TASK DIRECTIONS |
Set down exactly the lines from the one containing "point(28, 600)" through the last line of the records below, both included, and nothing else.

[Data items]
####

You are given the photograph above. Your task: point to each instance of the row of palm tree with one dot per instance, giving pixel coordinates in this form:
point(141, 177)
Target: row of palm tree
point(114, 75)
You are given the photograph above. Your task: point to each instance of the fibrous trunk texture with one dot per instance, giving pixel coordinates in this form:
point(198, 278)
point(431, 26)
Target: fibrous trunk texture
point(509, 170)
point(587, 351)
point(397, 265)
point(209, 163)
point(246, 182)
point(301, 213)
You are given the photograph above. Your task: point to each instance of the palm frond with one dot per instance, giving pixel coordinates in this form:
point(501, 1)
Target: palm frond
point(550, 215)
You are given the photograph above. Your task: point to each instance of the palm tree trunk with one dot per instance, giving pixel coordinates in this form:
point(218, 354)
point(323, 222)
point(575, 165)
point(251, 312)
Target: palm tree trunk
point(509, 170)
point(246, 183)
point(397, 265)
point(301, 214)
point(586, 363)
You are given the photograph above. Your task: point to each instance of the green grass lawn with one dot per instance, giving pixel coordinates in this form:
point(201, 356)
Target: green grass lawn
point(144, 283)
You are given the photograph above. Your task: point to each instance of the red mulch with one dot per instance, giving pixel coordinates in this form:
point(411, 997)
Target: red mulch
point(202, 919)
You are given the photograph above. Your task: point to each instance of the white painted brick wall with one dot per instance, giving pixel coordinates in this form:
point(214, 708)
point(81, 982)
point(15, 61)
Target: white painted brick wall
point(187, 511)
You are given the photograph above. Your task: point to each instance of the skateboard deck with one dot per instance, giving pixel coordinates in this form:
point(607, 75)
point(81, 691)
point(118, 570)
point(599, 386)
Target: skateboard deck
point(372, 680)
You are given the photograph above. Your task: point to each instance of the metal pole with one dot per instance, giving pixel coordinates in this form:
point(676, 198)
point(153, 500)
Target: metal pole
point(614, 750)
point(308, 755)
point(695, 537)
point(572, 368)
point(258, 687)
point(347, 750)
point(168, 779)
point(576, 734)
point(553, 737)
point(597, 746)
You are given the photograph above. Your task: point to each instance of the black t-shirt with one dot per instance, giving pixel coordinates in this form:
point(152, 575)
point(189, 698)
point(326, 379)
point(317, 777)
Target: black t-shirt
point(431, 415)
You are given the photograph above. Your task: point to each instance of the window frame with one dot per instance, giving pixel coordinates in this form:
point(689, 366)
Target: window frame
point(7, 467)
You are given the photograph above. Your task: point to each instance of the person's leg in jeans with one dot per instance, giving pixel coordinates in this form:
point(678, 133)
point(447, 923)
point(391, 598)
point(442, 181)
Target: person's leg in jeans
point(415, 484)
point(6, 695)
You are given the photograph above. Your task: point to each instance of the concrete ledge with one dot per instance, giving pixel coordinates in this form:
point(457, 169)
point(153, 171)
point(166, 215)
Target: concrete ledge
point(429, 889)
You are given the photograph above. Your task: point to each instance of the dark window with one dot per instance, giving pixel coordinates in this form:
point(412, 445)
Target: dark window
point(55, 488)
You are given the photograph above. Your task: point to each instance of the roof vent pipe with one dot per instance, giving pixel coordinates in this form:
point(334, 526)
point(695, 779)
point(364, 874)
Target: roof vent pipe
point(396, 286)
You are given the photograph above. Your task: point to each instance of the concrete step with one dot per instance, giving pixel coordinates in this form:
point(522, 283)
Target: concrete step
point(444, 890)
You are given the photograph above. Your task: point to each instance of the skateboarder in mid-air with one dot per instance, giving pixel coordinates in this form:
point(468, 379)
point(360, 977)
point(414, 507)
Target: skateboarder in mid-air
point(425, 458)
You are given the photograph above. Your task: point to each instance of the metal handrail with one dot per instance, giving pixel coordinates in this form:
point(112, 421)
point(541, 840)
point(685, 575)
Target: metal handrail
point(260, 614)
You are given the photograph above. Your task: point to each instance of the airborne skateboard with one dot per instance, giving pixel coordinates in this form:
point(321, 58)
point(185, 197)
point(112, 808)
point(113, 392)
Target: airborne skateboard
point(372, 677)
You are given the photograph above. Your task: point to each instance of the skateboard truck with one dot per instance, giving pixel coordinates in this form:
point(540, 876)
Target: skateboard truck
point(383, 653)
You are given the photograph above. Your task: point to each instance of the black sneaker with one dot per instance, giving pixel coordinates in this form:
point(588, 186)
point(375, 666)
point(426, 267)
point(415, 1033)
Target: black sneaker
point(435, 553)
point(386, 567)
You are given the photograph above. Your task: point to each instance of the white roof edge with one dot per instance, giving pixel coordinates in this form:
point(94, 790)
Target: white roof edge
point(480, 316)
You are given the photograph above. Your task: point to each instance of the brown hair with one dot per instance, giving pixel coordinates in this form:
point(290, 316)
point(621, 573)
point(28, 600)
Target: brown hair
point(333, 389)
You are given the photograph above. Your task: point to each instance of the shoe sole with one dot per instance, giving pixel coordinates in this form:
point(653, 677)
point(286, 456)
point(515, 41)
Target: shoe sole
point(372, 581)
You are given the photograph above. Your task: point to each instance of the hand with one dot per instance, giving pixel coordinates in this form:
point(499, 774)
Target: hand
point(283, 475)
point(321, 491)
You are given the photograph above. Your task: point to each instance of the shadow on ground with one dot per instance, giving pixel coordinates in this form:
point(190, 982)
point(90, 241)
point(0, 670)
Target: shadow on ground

####

SOLUTION FOR THIS PROBLEM |
point(28, 600)
Target: brown hair
point(333, 389)
You are given the photograph above. Your task: point to each instance of the shoe sole with one dot per instance, giving pixel coordinates in this form:
point(653, 677)
point(286, 456)
point(515, 41)
Target: shoe sole
point(372, 581)
You are given the photograph above. Your task: point to each instance of the hand with one dot per instance, giving pixel coordinates in this form:
point(499, 774)
Target: hand
point(283, 475)
point(321, 491)
You are given the photograph above. Your task: point to each instance of the shadow on ground with one dot per instance, giving pixel coordinates in this form:
point(190, 982)
point(90, 241)
point(0, 670)
Target: shadow on ground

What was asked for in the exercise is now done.